━━━━━ PASSAGE GIVEN

- General

**Deadline: November 29th, 9am**

Building on the last assignment, this time we want to iron out some of the issues that were left. In particular:

- less wasteful padding,
- using embeddings to avoid one-hot vectors,
- avoiding computations on padded time steps,
- using Keras to simplify our code,
- using more advanced architectures such as LSTMs, stacked RNNs or bidirectional RNNs.

**The notebook associated with the practical exercise can be found
here.**

In the last assignment, we padded all sequences to the longest one in the dataset
because we need “rectangular” input tensors.
However, at the end of the day, only each *batch* of inputs needs to be the same
length. If the longest sequence in a batch has length 150, the other sequences
need only be padded to that length, not the longest in the whole dataset!

Thus, if we can find a way to delay the padding after we have formed batches, we can
gain some efficiency. Unfortunately, we cannot even create a `tf.data.Dataset.from_tensor_slices`

to apply batching to!

━━━━━━━━━━
━━━━━ RECORD LIST

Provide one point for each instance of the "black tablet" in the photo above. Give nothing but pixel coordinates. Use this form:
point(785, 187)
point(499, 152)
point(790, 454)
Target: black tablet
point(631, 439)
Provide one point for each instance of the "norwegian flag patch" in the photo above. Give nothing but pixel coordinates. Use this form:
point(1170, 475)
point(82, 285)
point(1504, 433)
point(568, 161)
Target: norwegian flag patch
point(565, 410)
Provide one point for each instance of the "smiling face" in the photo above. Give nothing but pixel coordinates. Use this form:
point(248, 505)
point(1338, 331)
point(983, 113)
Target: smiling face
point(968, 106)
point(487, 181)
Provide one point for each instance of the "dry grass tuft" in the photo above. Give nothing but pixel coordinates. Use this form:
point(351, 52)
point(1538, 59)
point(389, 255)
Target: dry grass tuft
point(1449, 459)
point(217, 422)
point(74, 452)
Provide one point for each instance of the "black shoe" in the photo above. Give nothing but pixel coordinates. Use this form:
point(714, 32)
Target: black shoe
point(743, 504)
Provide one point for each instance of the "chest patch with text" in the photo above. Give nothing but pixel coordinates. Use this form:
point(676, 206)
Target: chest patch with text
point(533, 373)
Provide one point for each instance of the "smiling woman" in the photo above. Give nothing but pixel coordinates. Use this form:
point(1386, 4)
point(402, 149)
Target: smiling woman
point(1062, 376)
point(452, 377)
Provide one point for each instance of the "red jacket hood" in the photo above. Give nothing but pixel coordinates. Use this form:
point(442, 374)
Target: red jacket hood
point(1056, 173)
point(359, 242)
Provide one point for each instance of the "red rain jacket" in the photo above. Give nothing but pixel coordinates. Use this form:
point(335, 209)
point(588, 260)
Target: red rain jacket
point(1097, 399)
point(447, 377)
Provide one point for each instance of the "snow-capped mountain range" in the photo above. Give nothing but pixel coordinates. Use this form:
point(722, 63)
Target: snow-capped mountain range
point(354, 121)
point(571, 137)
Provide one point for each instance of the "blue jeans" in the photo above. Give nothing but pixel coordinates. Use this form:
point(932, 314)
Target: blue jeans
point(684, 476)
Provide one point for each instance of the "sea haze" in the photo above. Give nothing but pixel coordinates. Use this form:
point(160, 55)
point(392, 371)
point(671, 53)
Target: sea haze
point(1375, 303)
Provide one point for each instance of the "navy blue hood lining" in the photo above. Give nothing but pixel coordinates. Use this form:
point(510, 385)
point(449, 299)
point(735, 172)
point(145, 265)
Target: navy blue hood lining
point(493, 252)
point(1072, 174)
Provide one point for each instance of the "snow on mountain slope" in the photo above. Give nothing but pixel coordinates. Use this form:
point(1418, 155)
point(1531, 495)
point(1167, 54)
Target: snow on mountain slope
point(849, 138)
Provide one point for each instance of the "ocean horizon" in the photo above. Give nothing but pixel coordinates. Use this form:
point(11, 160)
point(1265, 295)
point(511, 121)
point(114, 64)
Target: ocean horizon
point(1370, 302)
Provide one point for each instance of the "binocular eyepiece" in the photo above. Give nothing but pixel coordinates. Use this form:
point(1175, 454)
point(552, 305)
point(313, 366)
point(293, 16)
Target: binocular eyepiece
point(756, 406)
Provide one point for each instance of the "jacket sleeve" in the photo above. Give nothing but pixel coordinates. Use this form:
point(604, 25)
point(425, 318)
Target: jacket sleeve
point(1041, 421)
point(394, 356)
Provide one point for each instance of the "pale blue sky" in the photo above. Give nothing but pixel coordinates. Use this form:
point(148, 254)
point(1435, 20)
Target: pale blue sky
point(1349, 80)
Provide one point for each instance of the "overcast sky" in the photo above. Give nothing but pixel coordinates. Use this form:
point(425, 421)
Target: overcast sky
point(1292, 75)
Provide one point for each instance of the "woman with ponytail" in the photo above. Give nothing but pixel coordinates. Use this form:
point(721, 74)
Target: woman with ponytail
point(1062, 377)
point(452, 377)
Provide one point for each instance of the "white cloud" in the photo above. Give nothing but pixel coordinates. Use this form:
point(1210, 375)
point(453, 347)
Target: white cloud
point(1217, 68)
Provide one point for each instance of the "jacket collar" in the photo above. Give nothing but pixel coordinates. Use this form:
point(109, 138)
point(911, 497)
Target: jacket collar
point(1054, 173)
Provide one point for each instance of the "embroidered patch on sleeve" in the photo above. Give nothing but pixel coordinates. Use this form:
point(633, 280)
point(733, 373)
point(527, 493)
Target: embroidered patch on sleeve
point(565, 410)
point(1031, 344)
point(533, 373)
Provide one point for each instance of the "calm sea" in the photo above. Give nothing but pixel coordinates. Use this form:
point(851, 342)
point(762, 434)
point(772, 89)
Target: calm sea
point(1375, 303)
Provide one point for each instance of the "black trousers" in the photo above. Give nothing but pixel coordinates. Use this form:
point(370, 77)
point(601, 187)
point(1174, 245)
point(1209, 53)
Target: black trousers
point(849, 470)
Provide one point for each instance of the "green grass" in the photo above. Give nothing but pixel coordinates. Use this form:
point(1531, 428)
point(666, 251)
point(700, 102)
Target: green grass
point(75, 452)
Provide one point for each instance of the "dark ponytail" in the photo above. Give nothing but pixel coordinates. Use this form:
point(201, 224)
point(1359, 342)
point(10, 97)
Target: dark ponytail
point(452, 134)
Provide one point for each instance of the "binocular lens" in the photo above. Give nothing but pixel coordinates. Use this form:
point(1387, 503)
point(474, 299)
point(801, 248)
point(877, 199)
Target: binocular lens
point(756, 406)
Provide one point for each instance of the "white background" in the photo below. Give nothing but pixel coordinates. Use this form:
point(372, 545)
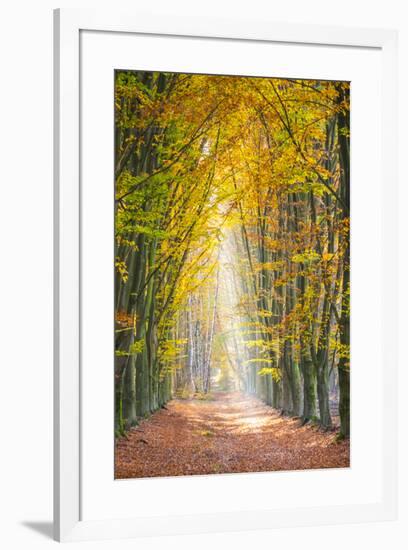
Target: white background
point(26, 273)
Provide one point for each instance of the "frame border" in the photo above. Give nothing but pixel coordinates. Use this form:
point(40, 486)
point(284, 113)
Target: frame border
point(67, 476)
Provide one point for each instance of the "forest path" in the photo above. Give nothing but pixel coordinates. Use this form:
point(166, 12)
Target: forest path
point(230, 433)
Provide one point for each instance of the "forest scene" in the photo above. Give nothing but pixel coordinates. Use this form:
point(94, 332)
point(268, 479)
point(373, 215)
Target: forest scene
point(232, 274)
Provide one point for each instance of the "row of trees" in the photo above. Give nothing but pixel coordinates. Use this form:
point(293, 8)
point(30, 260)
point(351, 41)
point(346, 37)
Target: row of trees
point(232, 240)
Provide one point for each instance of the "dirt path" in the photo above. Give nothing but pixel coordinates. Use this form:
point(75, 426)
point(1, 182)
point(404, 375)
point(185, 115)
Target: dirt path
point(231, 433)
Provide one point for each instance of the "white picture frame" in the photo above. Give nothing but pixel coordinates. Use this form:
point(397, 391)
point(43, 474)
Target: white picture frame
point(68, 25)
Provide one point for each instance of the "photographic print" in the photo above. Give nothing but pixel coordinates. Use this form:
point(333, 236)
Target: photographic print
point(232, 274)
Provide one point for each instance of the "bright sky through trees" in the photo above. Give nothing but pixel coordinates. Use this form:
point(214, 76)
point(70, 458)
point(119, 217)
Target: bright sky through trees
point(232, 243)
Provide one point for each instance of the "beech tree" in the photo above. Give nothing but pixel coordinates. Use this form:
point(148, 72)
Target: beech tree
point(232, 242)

━━━━━━━━━━

> [GIVEN TASK 1]: Please render this sentence from the assignment page into Spanish: "If the longest sequence in a batch has length 150, the other sequences need only be padded to that length, not the longest in the whole dataset!"
> [GIVEN TASK 2]: From the assignment page, return word for word the part that opens with the words containing "However, at the" and closes with "the whole dataset!".
The items were taken from a separate source unrelated to the assignment page.

> [COMPLETE OUTPUT 1]: Si la secuencia más larga de un lote tiene longitud 150, las demás secuencias solo necesitan rellenarse hasta esa longitud, ¡no hasta la más larga de todo el conjunto de datos!

> [COMPLETE OUTPUT 2]:
However, at the end of the day, only each *batch* of inputs needs to be the same
length. If the longest sequence in a batch has length 150, the other sequences
need only be padded to that length, not the longest in the whole dataset!